* **EXERCISE REQUIREMENTS**: Copy exactly the lines that run from the one containing "Exercise. Spot the balcony" through the end of the entries, both ends included.

***** DATA LISTING *****

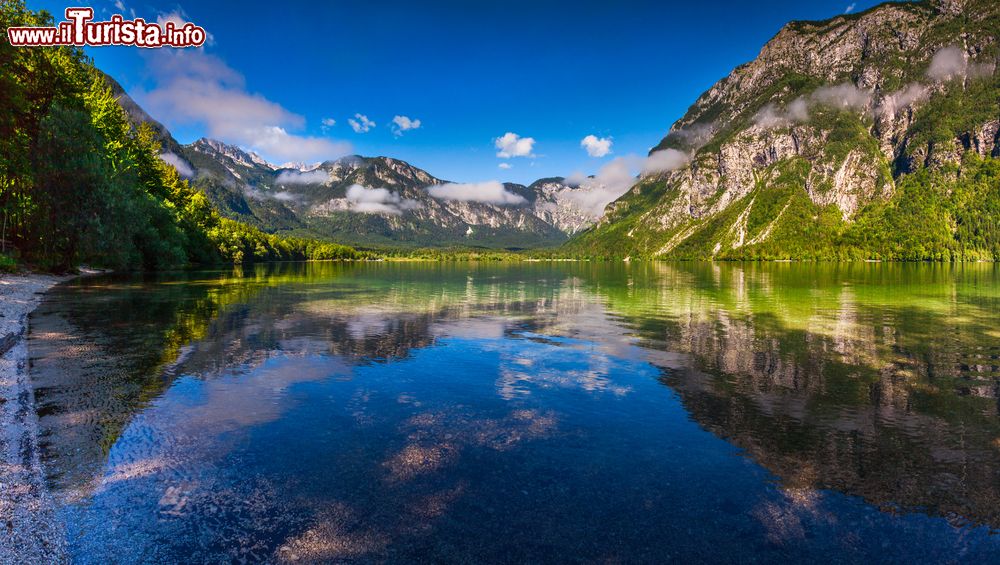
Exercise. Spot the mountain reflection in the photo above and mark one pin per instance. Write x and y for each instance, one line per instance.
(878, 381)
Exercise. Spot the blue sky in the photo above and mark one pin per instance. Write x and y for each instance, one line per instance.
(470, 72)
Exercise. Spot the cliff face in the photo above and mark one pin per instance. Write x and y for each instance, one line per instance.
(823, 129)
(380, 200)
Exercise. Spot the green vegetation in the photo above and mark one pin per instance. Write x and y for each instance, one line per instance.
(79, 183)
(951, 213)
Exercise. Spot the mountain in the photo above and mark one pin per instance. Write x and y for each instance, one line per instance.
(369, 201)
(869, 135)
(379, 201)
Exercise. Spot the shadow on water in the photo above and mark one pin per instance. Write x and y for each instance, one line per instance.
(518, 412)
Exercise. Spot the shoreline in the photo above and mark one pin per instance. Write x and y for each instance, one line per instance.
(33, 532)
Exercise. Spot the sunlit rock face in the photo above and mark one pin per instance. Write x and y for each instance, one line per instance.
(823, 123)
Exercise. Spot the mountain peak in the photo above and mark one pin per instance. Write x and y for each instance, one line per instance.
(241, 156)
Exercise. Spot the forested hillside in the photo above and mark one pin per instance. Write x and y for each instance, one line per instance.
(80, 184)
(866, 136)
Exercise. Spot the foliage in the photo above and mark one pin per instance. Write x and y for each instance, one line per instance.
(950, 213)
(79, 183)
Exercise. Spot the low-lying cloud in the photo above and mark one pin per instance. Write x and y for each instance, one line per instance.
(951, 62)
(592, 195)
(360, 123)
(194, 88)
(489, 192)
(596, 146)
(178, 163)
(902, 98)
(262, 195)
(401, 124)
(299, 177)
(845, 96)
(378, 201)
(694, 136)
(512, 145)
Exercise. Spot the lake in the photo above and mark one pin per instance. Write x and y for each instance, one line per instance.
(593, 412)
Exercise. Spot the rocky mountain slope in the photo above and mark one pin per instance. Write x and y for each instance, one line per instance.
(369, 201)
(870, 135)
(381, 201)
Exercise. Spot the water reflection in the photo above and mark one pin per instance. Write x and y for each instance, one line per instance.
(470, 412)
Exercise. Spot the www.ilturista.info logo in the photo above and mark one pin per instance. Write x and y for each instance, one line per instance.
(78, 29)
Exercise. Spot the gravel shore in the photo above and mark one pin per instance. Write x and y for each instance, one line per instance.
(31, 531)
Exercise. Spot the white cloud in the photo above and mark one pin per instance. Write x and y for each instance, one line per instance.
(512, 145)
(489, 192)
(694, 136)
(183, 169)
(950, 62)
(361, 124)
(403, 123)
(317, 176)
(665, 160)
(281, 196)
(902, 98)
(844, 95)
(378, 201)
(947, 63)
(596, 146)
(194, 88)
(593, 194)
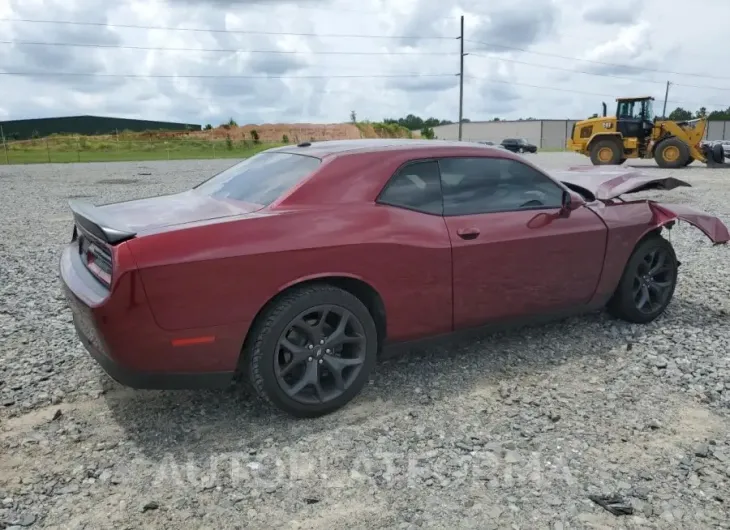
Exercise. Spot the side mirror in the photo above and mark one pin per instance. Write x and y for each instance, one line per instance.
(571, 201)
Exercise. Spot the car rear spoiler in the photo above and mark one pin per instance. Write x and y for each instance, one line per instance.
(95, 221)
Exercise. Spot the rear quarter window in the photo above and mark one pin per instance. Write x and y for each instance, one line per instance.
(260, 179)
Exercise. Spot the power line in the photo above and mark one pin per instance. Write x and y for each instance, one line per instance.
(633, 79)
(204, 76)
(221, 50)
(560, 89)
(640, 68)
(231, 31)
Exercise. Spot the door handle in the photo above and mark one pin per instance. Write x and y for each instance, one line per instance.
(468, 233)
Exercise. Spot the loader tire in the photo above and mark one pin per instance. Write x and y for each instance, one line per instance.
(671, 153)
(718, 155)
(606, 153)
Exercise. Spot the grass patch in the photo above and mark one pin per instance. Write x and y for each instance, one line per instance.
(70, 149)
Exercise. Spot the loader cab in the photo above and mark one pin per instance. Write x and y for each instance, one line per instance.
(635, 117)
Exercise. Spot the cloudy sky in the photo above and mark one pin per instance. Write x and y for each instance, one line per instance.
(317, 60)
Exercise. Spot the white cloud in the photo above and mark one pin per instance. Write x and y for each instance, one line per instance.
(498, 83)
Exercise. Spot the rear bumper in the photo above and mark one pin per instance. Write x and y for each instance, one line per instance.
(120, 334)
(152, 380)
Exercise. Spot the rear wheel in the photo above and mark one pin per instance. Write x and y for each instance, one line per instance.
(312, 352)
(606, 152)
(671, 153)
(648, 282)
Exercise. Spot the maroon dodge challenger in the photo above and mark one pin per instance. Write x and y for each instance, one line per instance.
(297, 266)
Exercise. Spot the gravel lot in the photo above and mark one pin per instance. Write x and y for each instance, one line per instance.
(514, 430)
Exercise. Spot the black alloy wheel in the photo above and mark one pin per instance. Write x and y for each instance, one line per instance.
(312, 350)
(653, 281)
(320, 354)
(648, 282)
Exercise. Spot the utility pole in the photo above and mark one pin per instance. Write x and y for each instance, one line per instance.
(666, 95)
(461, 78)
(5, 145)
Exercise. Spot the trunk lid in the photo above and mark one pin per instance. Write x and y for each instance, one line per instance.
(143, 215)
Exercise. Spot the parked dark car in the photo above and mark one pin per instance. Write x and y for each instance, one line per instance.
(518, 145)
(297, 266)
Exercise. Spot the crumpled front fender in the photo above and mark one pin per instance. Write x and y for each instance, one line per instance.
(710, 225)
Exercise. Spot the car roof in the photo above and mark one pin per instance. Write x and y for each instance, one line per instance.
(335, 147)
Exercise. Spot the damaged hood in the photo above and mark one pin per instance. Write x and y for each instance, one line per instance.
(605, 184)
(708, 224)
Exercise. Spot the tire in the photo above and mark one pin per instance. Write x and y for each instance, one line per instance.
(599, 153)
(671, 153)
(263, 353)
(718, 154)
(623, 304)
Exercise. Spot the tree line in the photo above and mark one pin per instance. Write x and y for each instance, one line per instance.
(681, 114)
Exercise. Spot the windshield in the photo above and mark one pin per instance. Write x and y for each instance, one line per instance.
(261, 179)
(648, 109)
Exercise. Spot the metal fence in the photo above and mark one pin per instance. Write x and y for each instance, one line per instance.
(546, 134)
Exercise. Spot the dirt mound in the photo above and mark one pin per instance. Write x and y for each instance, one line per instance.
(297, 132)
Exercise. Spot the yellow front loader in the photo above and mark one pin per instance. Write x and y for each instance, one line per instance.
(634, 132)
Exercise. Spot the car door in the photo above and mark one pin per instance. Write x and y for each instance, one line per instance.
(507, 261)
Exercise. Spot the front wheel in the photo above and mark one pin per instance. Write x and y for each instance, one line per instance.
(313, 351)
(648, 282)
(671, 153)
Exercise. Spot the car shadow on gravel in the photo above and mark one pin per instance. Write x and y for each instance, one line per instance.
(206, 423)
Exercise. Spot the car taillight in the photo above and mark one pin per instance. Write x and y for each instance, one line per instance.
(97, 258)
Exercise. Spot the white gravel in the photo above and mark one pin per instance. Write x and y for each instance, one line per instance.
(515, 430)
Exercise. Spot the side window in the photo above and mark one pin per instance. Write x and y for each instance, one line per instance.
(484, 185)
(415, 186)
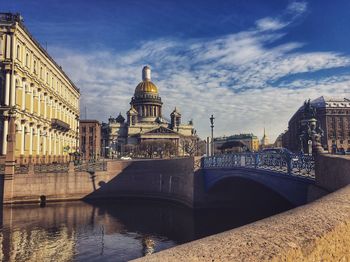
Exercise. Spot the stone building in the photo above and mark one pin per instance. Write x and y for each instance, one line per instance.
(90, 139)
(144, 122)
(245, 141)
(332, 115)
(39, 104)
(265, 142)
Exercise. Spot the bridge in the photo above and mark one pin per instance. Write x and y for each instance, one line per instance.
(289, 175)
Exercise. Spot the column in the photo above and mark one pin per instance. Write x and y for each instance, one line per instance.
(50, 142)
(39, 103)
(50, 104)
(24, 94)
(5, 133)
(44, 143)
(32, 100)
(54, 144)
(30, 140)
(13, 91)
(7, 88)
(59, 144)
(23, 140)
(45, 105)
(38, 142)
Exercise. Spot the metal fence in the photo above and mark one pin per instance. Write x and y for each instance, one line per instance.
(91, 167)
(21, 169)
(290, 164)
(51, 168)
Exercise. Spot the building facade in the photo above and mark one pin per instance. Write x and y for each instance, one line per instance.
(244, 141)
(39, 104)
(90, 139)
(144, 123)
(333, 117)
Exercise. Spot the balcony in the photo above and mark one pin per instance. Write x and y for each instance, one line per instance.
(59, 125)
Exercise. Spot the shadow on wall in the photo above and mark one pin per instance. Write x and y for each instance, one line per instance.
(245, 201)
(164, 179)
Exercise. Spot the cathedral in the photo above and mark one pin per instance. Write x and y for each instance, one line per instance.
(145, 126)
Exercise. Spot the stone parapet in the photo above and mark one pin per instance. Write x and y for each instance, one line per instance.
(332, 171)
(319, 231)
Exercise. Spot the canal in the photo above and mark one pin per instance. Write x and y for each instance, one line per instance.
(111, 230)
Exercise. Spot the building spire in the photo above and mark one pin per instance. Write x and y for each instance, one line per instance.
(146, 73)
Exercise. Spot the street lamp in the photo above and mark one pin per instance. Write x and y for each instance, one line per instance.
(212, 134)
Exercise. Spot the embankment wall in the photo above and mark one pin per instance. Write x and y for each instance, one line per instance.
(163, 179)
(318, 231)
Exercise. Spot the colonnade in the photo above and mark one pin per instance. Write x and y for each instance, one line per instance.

*****

* **RESPONSE BELOW**:
Exercise. Spot the balcony in the photo above and mark one pin per instance. Write x and y for each instance, one line per instance.
(59, 125)
Exercise. Spot the shadow on wall in the photo above and mark one pin per instance. Write x and y for each instance, one line per instance.
(245, 201)
(164, 179)
Exercise. Spot the cathedral in the photo above and mark one pin per instance. Write x and y for each instance, one line per instance.
(145, 126)
Exercise. Spot the stone parapet in the photo above and mark one pin per instance. Write x and y for each instance, one line per instance.
(332, 171)
(319, 231)
Exercise. Spot the canal in the photo above and mark one pin per instance. Write x and y for each instance, one line per instance.
(111, 230)
Exercise. Spot the building spire in the photo above and mark one pin per instance. Write x and y for each instance, one line per instance.
(146, 73)
Exercise. Spot the street lamp in the photo above and mark one pin per instance. Write x and y for each instance, one line per instance.
(212, 134)
Exercise. Spot the embankment wall in the photo above and mark one pin per instance. Write x and y for each instance, one line per instance.
(163, 179)
(318, 231)
Exercise. Spot the colonnade in the photo above and mark one pin per instance. Write x and y for each instance, one line per instance.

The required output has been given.